• **Your objective**
Please rewrite the data starting at the line that contains "the man's trousers" and ending at the last line of the data, with "blue sky" replaced by "clear sky" and everything else left as it is.

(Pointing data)

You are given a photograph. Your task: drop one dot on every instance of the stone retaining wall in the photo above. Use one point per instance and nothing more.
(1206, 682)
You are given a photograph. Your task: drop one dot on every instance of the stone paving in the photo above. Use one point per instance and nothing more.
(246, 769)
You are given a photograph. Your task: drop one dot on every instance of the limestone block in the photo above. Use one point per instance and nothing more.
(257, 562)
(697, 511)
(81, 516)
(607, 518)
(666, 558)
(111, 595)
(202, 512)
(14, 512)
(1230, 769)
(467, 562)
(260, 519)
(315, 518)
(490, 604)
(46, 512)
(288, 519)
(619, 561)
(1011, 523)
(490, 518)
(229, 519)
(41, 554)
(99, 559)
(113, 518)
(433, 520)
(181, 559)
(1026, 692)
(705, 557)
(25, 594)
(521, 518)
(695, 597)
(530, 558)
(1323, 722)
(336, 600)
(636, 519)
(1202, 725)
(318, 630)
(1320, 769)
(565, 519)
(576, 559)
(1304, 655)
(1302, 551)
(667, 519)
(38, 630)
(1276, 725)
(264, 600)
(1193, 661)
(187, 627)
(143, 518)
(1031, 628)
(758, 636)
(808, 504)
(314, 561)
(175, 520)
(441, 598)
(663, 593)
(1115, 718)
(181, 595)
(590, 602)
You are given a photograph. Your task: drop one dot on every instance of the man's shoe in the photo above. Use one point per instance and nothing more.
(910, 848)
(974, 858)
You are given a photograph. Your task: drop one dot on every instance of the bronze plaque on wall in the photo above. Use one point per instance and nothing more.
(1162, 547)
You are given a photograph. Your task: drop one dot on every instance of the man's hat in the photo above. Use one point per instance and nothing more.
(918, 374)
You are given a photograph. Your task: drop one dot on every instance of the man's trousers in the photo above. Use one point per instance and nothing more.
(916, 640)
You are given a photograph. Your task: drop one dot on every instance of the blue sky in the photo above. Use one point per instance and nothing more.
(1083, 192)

• **Solved exercise**
You are given a photograph. Your task: drop one dot on every instance of the man's trousers in the photo above. Use one point per instance and nothing more.
(916, 640)
You are given a photograph. Your task: drop one dot on every instance of the clear sky in the photo above. Use one point per instance and nothing more.
(1083, 192)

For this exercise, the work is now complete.